> Given instruction: Rewrite the lines below, replacing "exercise" with "activity" everywhere and leaving everything else as it is. Leave out the picture.

* START Dataset *

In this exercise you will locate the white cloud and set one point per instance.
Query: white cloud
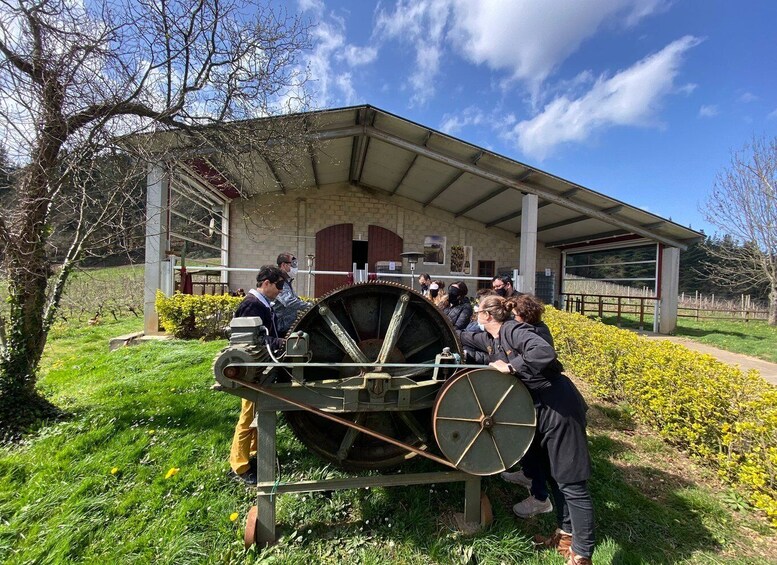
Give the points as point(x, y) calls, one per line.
point(453, 123)
point(530, 39)
point(332, 58)
point(359, 56)
point(422, 23)
point(708, 111)
point(748, 97)
point(631, 97)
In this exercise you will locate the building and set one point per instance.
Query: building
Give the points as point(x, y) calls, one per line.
point(364, 185)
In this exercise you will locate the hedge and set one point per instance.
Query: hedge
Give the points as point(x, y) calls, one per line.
point(191, 316)
point(716, 412)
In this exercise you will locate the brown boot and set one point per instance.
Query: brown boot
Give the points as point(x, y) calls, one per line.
point(575, 559)
point(558, 540)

* END Dataset *

> Full response:
In this activity you will locate the white cloud and set one point per instance.
Query: white cloud
Give the points as point(x, y) calls, one per line.
point(453, 123)
point(530, 39)
point(332, 58)
point(359, 56)
point(422, 23)
point(708, 111)
point(748, 97)
point(631, 97)
In this activity you will locate the building and set one point per instance.
Query: building
Give the points as point(x, y) calls, one per line.
point(364, 185)
In this activity you will locate the hedge and set one point per instance.
Query: hedge
Give the points as point(x, y) calls, one per line.
point(191, 316)
point(716, 412)
In this activity you will locate the brown boot and set one point per instance.
Query: brown boot
Give the points as point(x, y) calls, one per line.
point(575, 559)
point(558, 540)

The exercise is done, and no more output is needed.